- [ASSIGNMENT] Everything in the listing below needs restating exactly, apart from the pictures.

----- DATA FOR REVIEW

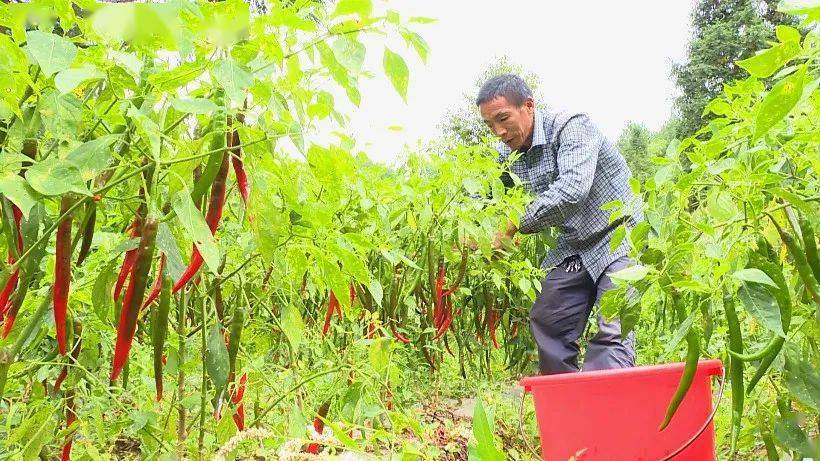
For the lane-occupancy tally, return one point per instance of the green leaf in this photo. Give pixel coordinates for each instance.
(39, 439)
(361, 7)
(233, 78)
(194, 105)
(93, 156)
(766, 63)
(53, 53)
(68, 79)
(101, 292)
(631, 274)
(754, 275)
(167, 244)
(397, 71)
(349, 52)
(61, 114)
(617, 237)
(418, 43)
(484, 448)
(376, 290)
(17, 190)
(789, 433)
(379, 354)
(194, 224)
(54, 176)
(779, 102)
(803, 381)
(720, 205)
(811, 8)
(680, 333)
(787, 33)
(292, 326)
(762, 305)
(216, 359)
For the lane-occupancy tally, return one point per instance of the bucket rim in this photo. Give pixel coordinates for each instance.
(711, 367)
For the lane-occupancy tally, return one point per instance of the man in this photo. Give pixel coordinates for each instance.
(572, 171)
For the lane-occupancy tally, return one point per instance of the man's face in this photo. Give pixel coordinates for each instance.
(510, 123)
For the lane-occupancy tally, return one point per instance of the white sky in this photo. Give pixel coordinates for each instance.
(610, 59)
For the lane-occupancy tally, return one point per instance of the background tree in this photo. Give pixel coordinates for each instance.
(638, 145)
(723, 31)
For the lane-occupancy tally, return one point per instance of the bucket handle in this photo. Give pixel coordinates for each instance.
(677, 451)
(705, 424)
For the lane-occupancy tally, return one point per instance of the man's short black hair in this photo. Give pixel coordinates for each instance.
(510, 86)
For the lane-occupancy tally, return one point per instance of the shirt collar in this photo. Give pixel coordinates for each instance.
(539, 137)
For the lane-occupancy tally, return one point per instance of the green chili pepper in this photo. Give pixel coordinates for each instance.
(735, 367)
(692, 356)
(159, 322)
(810, 243)
(800, 262)
(237, 323)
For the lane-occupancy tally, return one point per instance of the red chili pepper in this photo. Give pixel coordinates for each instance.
(212, 218)
(5, 295)
(133, 297)
(18, 217)
(239, 167)
(318, 426)
(236, 398)
(352, 294)
(11, 283)
(62, 273)
(60, 378)
(157, 287)
(331, 308)
(401, 338)
(75, 355)
(448, 319)
(128, 261)
(438, 312)
(492, 324)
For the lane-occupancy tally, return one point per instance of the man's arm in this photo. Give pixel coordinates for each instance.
(580, 143)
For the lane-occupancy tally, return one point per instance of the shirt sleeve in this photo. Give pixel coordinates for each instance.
(579, 144)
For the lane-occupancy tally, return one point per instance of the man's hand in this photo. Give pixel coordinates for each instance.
(502, 238)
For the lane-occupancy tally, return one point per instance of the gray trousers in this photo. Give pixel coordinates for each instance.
(560, 313)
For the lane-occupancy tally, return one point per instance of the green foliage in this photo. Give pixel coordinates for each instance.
(724, 210)
(639, 146)
(723, 33)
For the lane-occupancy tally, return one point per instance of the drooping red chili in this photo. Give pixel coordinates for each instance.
(70, 417)
(128, 261)
(236, 399)
(212, 218)
(332, 306)
(62, 272)
(88, 232)
(75, 355)
(159, 324)
(13, 280)
(156, 288)
(239, 167)
(319, 426)
(400, 337)
(133, 296)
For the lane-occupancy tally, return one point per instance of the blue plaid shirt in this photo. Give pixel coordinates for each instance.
(573, 170)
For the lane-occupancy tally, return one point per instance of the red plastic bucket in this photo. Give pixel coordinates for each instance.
(615, 414)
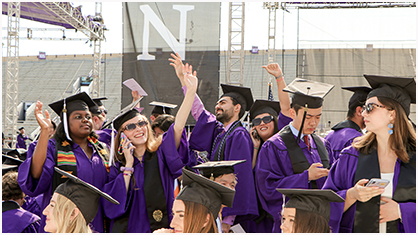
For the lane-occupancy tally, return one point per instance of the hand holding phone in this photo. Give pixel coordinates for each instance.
(381, 183)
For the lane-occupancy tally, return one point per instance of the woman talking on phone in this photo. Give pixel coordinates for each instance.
(387, 151)
(143, 169)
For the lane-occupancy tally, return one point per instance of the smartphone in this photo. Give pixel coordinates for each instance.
(123, 139)
(381, 183)
(255, 135)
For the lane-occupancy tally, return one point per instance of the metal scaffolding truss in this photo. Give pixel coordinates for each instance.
(13, 23)
(235, 54)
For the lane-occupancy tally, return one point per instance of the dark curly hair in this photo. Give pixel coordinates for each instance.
(11, 189)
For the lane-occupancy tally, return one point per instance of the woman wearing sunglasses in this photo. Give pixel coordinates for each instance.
(143, 169)
(387, 152)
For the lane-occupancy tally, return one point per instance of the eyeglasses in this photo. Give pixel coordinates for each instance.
(266, 119)
(103, 111)
(132, 126)
(370, 106)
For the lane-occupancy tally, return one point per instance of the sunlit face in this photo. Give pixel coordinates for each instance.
(313, 117)
(80, 123)
(177, 223)
(50, 223)
(158, 132)
(288, 220)
(227, 180)
(139, 135)
(264, 130)
(379, 118)
(224, 109)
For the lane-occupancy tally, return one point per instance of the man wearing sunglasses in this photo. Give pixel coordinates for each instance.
(295, 157)
(224, 138)
(343, 133)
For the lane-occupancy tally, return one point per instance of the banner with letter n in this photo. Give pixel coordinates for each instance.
(154, 30)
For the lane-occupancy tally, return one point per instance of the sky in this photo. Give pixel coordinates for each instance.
(323, 28)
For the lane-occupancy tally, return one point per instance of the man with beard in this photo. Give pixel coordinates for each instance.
(343, 133)
(224, 138)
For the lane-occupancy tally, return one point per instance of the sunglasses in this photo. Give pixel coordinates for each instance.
(132, 126)
(370, 106)
(103, 111)
(266, 119)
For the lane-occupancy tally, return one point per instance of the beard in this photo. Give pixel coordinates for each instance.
(224, 117)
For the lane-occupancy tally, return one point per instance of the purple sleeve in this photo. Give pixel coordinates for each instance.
(27, 183)
(274, 170)
(340, 179)
(116, 188)
(174, 159)
(197, 107)
(409, 214)
(283, 121)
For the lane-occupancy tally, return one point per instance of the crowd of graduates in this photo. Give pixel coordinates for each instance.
(133, 174)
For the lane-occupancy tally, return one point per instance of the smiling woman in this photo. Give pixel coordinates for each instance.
(73, 148)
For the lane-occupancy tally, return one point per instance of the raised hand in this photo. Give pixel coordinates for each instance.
(273, 69)
(178, 66)
(190, 78)
(43, 121)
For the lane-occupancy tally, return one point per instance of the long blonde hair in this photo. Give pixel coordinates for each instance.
(401, 141)
(195, 216)
(62, 213)
(152, 143)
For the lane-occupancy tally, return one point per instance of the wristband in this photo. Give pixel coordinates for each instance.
(131, 169)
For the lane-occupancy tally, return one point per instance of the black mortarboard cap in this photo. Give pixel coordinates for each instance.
(360, 94)
(79, 101)
(206, 192)
(312, 200)
(125, 114)
(84, 195)
(162, 108)
(243, 95)
(214, 169)
(98, 101)
(400, 89)
(307, 92)
(264, 106)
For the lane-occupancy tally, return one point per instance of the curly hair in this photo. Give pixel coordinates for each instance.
(11, 189)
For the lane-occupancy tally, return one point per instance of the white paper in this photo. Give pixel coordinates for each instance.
(133, 85)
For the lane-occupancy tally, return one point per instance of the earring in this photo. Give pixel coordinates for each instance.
(390, 128)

----------

- [ANSWER SECTION]
For the lane-occupancy tally, return one point per instance of the green leaf in this photo. Give pixel coordinates for each instance.
(39, 439)
(361, 7)
(233, 78)
(194, 105)
(93, 156)
(766, 63)
(53, 53)
(68, 79)
(101, 292)
(631, 274)
(754, 275)
(167, 244)
(397, 71)
(349, 52)
(61, 114)
(617, 237)
(418, 43)
(484, 448)
(376, 290)
(17, 190)
(789, 433)
(379, 354)
(194, 224)
(54, 176)
(779, 102)
(803, 381)
(720, 205)
(811, 8)
(680, 333)
(787, 33)
(292, 326)
(762, 305)
(216, 359)
For the lane-occupancy tally, return one point per instance of the bucket rim in this photo. Give pixel coordinates for each instance.
(711, 367)
For the lane-occupancy tally, return one point per instance of the man in this photo. Give pixel coordinates for each instance.
(572, 171)
For the lane-occupancy tally, return one point per instance of the man's face in this photo. Give pixel coordinates for each instance.
(510, 123)
For the lane-occupancy tally, return one point per instance of the white sky in this photo. Give pixel coordinates for each instance.
(610, 59)
For the lane-occupancy tally, return one point per instance of the background tree in this photo. Give pixel coordinates for each instance.
(638, 145)
(723, 31)
For the lane-occupancy tally, return one point per instance of the bucket handle in this photo. Give pixel coordinates for each instance.
(677, 451)
(705, 424)
For the lane-occupancy tally, return one point per instance of the man's short black hair in this photo. Give pixel coordinates for each instance.
(510, 86)
For the lane-occupancy tally, return one point per instance of the shirt collar in this photo. Give pixel coordinates for each instance.
(539, 137)
For the lane-occupancy tally, return one point per instance of the green chili pepper in this photo. Give pixel coordinates for each instance.
(735, 367)
(692, 356)
(159, 322)
(810, 243)
(800, 262)
(237, 323)
For the lane-occupancy tally, return one point per instance of the red chili pepper in this photo. Give pixel coordinates for each instance.
(212, 218)
(5, 295)
(133, 297)
(18, 217)
(239, 167)
(318, 426)
(236, 398)
(352, 294)
(11, 283)
(62, 273)
(60, 378)
(157, 287)
(331, 308)
(401, 338)
(75, 355)
(448, 319)
(128, 261)
(438, 312)
(492, 324)
For the lane-occupancy tally, return one point per instance of the man's arm in this photo. Give pixel coordinates for each instance.
(580, 143)
For the lane-occupancy tally, return one point per instance of the shirt sleeve in this photo. Give pixel coordinates for each instance.
(579, 144)
For the lane-occupancy tally, return one point per instance of the man's hand in this photo. Give pixel coordinates for each instance.
(502, 238)
For the lane-occupancy tally, return one point per instance of the gray trousers in this photo. Give pixel coordinates for each instance.
(560, 313)
For the lane-occupancy tally, return one point per instance of the green foliage in this photo. Give pixel coordinates for each instance.
(724, 210)
(639, 146)
(723, 33)
For the lane-occupancy tally, return one point per instance of the drooping red chili in this photo. Give pixel coordinates for each instance.
(70, 417)
(128, 261)
(236, 399)
(212, 218)
(332, 306)
(62, 272)
(88, 232)
(75, 355)
(159, 324)
(13, 280)
(156, 288)
(239, 167)
(319, 426)
(400, 337)
(133, 296)
For the lane-occupancy tally, return one point per instance of the blue plaid shirt in this photo. Give pixel coordinates for each instance.
(573, 170)
For the lane-occupancy tally, return one point per instance of the red plastic bucket in this photo. Give pixel coordinates for each instance.
(615, 414)
For the lane-occupancy tally, return one point per instance of the hand holding phone in this photo. Give pixel coordinates for each instance.
(381, 183)
For the lane-occupancy tally, return one point per instance of the woman talking on phone in this photo. Give pixel coordinates for each instance.
(387, 151)
(143, 169)
For the lane-occupancy tally, return one point per instance of the smartphone in this photo. Give pixel coordinates for each instance.
(123, 139)
(381, 183)
(255, 135)
For the lane-occupancy tally, return one point per instance of the metal scaffolding truss in this photo. Give pixel coordinates for each instance.
(13, 23)
(235, 54)
For the lane-occupancy tally, return one point per instance of the dark curly hair in this photo. Give pixel coordinates for each instance.
(11, 189)
For the lane-occupancy tally, return one point per instance of the woman wearing sunglasses in this photo. Give pixel coordinates for each instance.
(143, 169)
(387, 152)
For the lane-occupancy tally, return one point per instance of the eyeglasses in this photo. Give pixel coordinates for each instance.
(266, 119)
(103, 111)
(132, 126)
(370, 106)
For the lane-occupancy tally, return one point per instance of the sunlit face in this photo. Give pixel coordinates for each instance.
(313, 117)
(80, 123)
(177, 223)
(50, 223)
(158, 132)
(288, 220)
(227, 180)
(139, 135)
(264, 130)
(379, 118)
(224, 109)
For the lane-occupancy tally, return one point per instance of the man wearing sunglasses in this photo. Give pixel coordinates for each instance.
(295, 157)
(224, 138)
(343, 133)
For the lane-occupancy tally, return one point per instance of the banner with letter n in this photo. Give pixel coordinates for each instance.
(154, 30)
For the lane-occupancy tally, return one point per instance of the sky in this photo. Give pixel coordinates for each instance.
(323, 28)
For the lane-occupancy tally, return one point per instance of the man with beard in this photo. Give pixel coordinates for each instance.
(343, 133)
(224, 138)
For the lane-occupancy tally, return one point per instance of the sunglasses in this photo. Give pixel coordinates for each instance.
(132, 126)
(370, 106)
(103, 111)
(266, 119)
For the lane-occupancy tally, return one point per instance of the beard in this photo. Give pixel coordinates for each instance.
(224, 117)
For the lane-occupancy tally, return one point per instance of the purple sleeve in this photo. Give pixel coordinates for each instance.
(27, 183)
(274, 170)
(340, 179)
(116, 188)
(174, 159)
(197, 107)
(409, 214)
(283, 121)
For the lane-occupancy tally, return one point per instance of the crowd of graduates in this photo. Give pixel coordinates for each instance.
(133, 174)
For the lane-occupancy tally, return one point per instance of the smiling woman in this photo. Give pixel coordinates for each instance.
(73, 148)
For the lane-occupancy tally, return one point per instance of the raised hand in this photo. Give pixel coordinates for each instance.
(273, 69)
(178, 66)
(190, 78)
(43, 121)
For the lane-occupancy tally, return one point per instance of the long blonde hair in this photo. Give pixel coordinates for each instance.
(401, 141)
(195, 216)
(62, 213)
(152, 143)
For the lane-occupancy tally, return one point per instance of the wristband in this photo. Give pixel coordinates for each instance.
(131, 169)
For the lane-occupancy tally, return one point per instance of the black mortarboard cap in this photo. Give pixel coordinates for each instance.
(360, 94)
(79, 101)
(206, 192)
(312, 200)
(125, 114)
(84, 195)
(162, 108)
(243, 95)
(214, 169)
(98, 101)
(400, 89)
(307, 92)
(264, 106)
For the lane-occupancy tally, return one point per instance of the curly hair in this photo. Give pixel coordinates for each instance.
(11, 189)
For the lane-occupancy tally, return one point per instance of the white paper in this photo. Give pixel coordinates for each instance.
(133, 85)
For the lane-occupancy tally, return one point per instance of the earring in this photo. Give pixel coordinates for each instance.
(390, 128)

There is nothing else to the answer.